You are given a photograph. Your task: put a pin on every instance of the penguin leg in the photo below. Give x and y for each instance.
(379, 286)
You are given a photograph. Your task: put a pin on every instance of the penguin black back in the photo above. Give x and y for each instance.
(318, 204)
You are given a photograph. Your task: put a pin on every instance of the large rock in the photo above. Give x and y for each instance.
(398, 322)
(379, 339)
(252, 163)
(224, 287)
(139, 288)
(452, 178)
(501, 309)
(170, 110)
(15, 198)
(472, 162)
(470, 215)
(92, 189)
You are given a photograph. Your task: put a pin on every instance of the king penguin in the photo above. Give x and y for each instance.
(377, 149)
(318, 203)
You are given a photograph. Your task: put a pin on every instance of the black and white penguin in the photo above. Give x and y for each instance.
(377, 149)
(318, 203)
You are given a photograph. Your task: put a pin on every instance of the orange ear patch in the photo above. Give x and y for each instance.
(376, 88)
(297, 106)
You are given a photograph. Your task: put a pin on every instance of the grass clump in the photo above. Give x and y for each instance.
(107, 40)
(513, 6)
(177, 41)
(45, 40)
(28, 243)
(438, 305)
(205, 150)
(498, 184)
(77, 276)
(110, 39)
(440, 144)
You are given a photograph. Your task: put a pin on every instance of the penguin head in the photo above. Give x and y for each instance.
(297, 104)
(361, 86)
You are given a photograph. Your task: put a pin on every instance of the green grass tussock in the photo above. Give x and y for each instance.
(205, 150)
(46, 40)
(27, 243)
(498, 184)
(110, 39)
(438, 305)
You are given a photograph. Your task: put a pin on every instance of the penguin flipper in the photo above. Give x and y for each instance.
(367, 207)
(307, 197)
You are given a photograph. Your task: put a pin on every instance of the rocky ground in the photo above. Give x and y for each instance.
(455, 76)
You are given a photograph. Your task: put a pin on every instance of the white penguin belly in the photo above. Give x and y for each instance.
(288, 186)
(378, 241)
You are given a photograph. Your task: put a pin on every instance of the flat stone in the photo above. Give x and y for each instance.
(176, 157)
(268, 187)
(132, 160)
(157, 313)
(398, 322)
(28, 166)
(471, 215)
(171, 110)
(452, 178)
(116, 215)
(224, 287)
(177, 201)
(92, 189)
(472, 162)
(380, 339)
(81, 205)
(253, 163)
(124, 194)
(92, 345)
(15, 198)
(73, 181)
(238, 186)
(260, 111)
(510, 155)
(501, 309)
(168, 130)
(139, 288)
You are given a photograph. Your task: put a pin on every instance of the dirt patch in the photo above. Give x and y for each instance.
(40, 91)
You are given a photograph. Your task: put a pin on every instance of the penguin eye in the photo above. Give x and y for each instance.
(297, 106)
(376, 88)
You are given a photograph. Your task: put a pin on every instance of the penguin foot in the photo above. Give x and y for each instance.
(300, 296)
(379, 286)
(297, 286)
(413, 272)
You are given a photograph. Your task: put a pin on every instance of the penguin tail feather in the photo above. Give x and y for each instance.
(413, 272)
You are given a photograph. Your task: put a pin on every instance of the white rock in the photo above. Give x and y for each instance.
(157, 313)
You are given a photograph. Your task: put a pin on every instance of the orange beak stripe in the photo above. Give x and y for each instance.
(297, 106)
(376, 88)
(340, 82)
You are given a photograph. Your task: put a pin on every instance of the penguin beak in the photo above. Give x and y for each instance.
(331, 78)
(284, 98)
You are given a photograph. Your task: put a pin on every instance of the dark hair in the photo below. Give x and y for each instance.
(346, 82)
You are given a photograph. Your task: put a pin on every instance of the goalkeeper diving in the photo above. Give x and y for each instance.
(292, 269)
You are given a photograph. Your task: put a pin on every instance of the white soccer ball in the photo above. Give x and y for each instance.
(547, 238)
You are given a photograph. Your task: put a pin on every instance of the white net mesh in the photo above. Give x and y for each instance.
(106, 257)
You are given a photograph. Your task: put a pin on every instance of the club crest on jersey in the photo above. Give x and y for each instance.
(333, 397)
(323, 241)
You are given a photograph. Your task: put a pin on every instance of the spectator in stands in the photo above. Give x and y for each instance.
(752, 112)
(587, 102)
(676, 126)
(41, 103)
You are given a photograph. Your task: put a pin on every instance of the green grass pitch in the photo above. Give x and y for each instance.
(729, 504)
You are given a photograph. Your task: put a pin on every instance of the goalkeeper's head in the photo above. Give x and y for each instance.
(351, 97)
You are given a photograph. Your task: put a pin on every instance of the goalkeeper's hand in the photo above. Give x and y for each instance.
*-*-*
**Aim:** Locate the line that contains "of the club". Repeat it and every line after it, up to and including the final line, exactly.

**Solution for this exercise:**
You are given a photograph. Your task: put a pin on every instance of the club crest on jersey in the photo above. Give x and y for each instance.
(333, 397)
(323, 241)
You are given a photograph. Your task: put a pin on every instance of the spectator in stands in the photo above. Give x and y for each instance.
(752, 112)
(587, 102)
(676, 126)
(41, 103)
You are given a photograph. Your task: put a pin on every instance of the green grass pitch in the photo above. Give x and y for each instance.
(729, 504)
You are given a photograph. Your task: put a pin on every instance of the goalkeeper's head in the photo above. Give x and y for each instance.
(351, 97)
You are given a photograph. Your task: put a pin on every instance of the goalkeeper's hand in the photo above. Give x and y for each instance.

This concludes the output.